TASK DESCRIPTION: Render each line of the records below as a JSON list of strings, one string per line. Leave out any blank lines.

RECORDED INFORMATION:
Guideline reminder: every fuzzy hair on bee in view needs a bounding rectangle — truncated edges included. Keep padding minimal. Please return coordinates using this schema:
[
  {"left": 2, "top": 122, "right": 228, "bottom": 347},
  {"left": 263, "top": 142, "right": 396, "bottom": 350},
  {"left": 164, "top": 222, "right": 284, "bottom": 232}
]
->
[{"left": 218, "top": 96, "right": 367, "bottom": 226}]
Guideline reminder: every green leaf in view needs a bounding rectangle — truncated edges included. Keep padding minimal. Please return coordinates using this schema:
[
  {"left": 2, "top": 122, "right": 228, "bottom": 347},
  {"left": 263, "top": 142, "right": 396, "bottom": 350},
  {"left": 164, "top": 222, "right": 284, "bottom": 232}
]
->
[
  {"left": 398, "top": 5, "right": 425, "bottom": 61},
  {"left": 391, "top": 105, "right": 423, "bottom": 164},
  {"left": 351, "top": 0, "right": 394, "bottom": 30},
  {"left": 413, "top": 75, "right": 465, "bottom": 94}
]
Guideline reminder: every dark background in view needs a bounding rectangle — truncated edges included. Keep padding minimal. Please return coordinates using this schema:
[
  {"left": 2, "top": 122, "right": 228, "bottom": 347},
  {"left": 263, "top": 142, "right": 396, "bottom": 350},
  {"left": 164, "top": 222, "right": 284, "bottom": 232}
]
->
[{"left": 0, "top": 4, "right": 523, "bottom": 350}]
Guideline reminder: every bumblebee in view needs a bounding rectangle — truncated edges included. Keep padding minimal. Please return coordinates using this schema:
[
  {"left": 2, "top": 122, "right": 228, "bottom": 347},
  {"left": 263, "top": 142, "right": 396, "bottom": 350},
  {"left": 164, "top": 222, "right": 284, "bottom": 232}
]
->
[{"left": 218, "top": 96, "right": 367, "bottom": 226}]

SOLUTION FOR THIS PROBLEM:
[
  "Guideline reminder: every fuzzy hair on bee in view needs a bounding rectangle — truncated edges included. Keep padding minimal. Please return coordinates using this schema:",
  "[",
  "  {\"left\": 2, \"top\": 122, \"right\": 228, \"bottom\": 347},",
  "  {\"left\": 263, \"top\": 142, \"right\": 396, \"bottom\": 350},",
  "  {\"left\": 164, \"top\": 222, \"right\": 284, \"bottom\": 232}",
  "]",
  "->",
  "[{\"left\": 218, \"top\": 96, \"right\": 367, \"bottom\": 226}]",
  "Guideline reminder: every green leaf in view needs a bounding rectangle — truncated edges included. Keep padding minimal. Please return coordinates using this schema:",
  "[",
  "  {\"left\": 2, \"top\": 122, \"right\": 228, \"bottom\": 347},",
  "  {\"left\": 263, \"top\": 142, \"right\": 396, \"bottom\": 350},",
  "  {\"left\": 164, \"top\": 222, \"right\": 284, \"bottom\": 232}",
  "]",
  "->",
  "[",
  "  {\"left\": 398, \"top\": 5, \"right\": 425, \"bottom\": 61},",
  "  {\"left\": 391, \"top\": 105, \"right\": 423, \"bottom\": 164},",
  "  {\"left\": 351, \"top\": 0, \"right\": 394, \"bottom\": 30},",
  "  {\"left\": 413, \"top\": 75, \"right\": 465, \"bottom\": 94}",
  "]",
  "Guideline reminder: every dark background in view needs a bounding rectangle — truncated edges included. Keep padding minimal. Please return coordinates using this schema:",
  "[",
  "  {\"left\": 2, \"top\": 122, \"right\": 228, \"bottom\": 347},",
  "  {\"left\": 263, \"top\": 142, \"right\": 396, \"bottom\": 350},",
  "  {\"left\": 164, \"top\": 222, \"right\": 284, \"bottom\": 232}",
  "]",
  "->",
  "[{\"left\": 0, \"top\": 4, \"right\": 523, \"bottom\": 350}]",
  "Guideline reminder: every bumblebee in view needs a bounding rectangle — truncated edges included. Keep padding minimal. Please return coordinates using this schema:",
  "[",
  "  {\"left\": 2, \"top\": 122, \"right\": 228, \"bottom\": 347},",
  "  {\"left\": 263, \"top\": 142, \"right\": 396, \"bottom\": 350},",
  "  {\"left\": 164, \"top\": 222, \"right\": 284, \"bottom\": 232}",
  "]",
  "->",
  "[{\"left\": 218, \"top\": 96, \"right\": 367, \"bottom\": 226}]"
]